> TASK DESCRIPTION:
Down to the last line, print the data that follows exactly, without its pictures.

> INFORMATION:
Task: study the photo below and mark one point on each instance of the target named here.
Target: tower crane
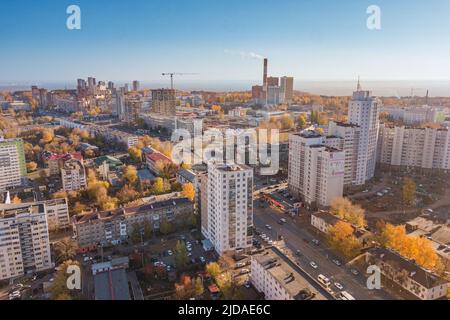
(171, 74)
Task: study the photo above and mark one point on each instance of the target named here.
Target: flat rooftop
(288, 275)
(111, 285)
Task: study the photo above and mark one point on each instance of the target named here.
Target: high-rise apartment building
(164, 102)
(345, 137)
(24, 240)
(229, 207)
(119, 103)
(286, 89)
(92, 83)
(273, 81)
(136, 85)
(132, 110)
(426, 148)
(273, 95)
(316, 171)
(257, 93)
(12, 163)
(364, 111)
(73, 175)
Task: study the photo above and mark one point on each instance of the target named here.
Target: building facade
(73, 175)
(420, 283)
(425, 148)
(164, 102)
(230, 207)
(345, 137)
(24, 240)
(286, 89)
(279, 279)
(364, 111)
(114, 227)
(316, 171)
(12, 163)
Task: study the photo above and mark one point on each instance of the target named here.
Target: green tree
(158, 186)
(135, 154)
(59, 290)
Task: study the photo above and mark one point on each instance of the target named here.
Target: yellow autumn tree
(189, 191)
(415, 248)
(342, 239)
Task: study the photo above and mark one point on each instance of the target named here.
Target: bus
(324, 280)
(344, 295)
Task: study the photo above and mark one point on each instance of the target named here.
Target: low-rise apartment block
(24, 240)
(419, 282)
(114, 227)
(12, 163)
(73, 175)
(278, 278)
(426, 148)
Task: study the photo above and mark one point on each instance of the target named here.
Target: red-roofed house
(152, 158)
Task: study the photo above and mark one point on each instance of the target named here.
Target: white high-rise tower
(230, 207)
(364, 111)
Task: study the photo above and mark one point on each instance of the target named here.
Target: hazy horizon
(387, 88)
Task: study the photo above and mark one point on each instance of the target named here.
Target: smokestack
(265, 75)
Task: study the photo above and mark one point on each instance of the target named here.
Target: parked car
(339, 286)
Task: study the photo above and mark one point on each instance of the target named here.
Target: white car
(337, 262)
(339, 286)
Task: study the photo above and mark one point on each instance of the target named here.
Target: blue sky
(139, 39)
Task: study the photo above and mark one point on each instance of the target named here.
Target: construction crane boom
(171, 74)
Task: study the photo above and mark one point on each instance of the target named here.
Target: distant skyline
(223, 41)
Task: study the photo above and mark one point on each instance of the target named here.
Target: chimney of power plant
(265, 75)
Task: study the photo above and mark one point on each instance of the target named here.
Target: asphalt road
(295, 237)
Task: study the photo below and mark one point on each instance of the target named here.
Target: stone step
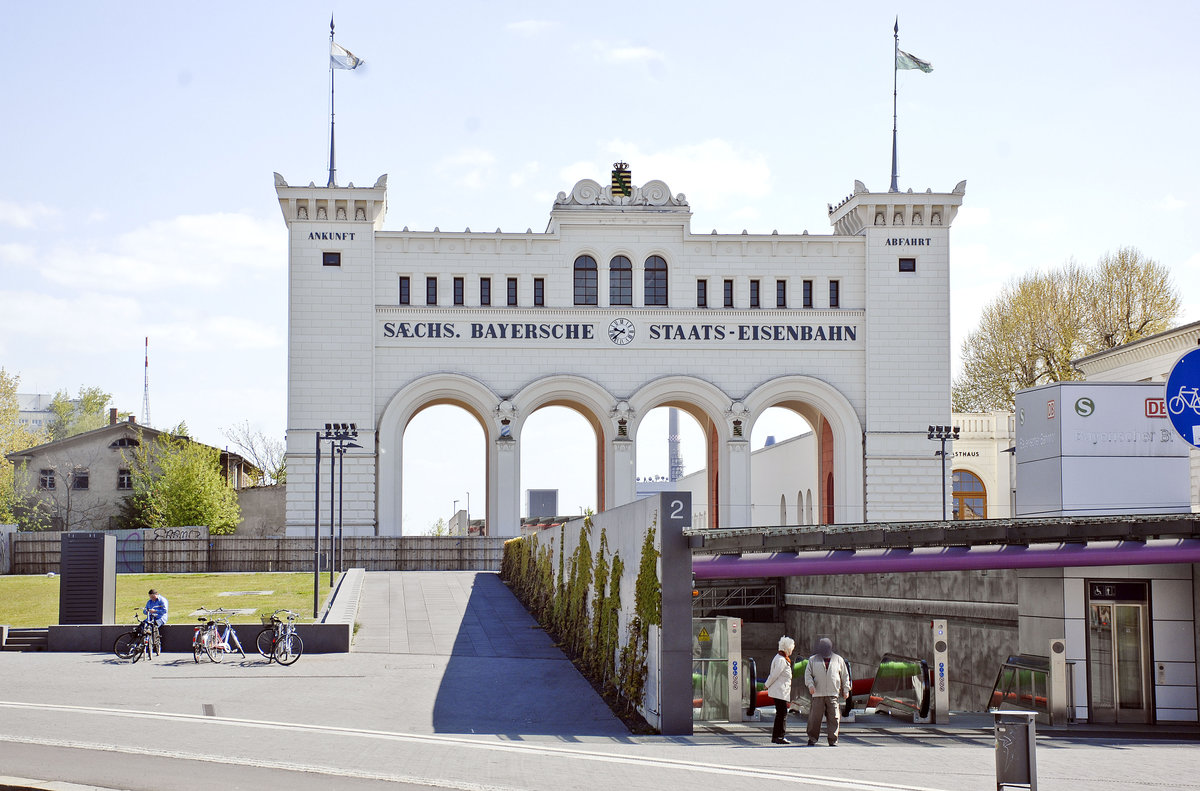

> YOUR RESPONSE:
Task: study the photo below and mark one point on each instance of the target named here.
Target: tower crane
(171, 74)
Task: study the photo above and mark one point on each instance of the target named here.
Target: flat rooftop
(288, 275)
(111, 285)
Task: study the photo above and mark one point on each instance of the target named here.
Target: high-rise apartment building
(164, 102)
(345, 137)
(24, 240)
(229, 207)
(119, 103)
(286, 89)
(92, 83)
(273, 81)
(136, 85)
(132, 110)
(426, 148)
(273, 95)
(316, 171)
(257, 93)
(12, 163)
(364, 111)
(73, 175)
Task: study the photo above and mark one point on each instance of the target named here.
Target: building facade
(73, 175)
(420, 283)
(425, 148)
(164, 102)
(230, 207)
(345, 137)
(24, 240)
(286, 89)
(279, 279)
(364, 111)
(114, 227)
(316, 171)
(12, 163)
Task: study the photo above and mark one point on each instance of the target named here.
Target: green tree
(158, 186)
(135, 154)
(59, 290)
Task: study the photo above and mark one point on each instance of the target named here.
Target: yellow autumn tree
(189, 191)
(415, 248)
(342, 239)
Task: study the photo above and mark one point on each instance of the target named here.
Target: bus
(324, 280)
(344, 295)
Task: study the photo above and mark one point on each instance of the target named here.
Target: low-rise apartment block
(24, 240)
(419, 282)
(114, 227)
(12, 163)
(73, 175)
(278, 278)
(426, 148)
Task: study the photo above and mark one point on each instance of the target named here.
Target: red-roofed house
(152, 158)
Task: study the photo above and mark one point on each instance of the target named here.
Target: white high-rise tower
(230, 207)
(364, 111)
Task: study the photo above and mark one point on each instance of the target named here.
Target: hazy horizon
(387, 88)
Task: study the photo above and mark one point on each instance of the target named here.
Target: smokestack
(265, 75)
Task: study the photo above and mark one point on each instance of the target named here.
Target: parked car
(339, 286)
Task: study the photo above and mark one point on each instance of the target named here.
Target: white car
(337, 262)
(339, 286)
Task: study the photo above and mark one point on each instance of the target named here.
Target: blue sky
(139, 39)
Task: study the photo above and mark one point on each instance of the target named here.
Target: construction crane boom
(171, 74)
Task: study the photo above and mark one point on each instance of the target named here.
Target: distant skyline
(223, 41)
Task: study the photo above and mark one point on each instance of the target named here.
Target: chimney of power plant
(265, 75)
Task: study the photo above and mark one point on each instance of the target named here.
Target: asphalt road
(295, 237)
Task: study the photo below and mark one point on each instance of the target named here.
Target: stone step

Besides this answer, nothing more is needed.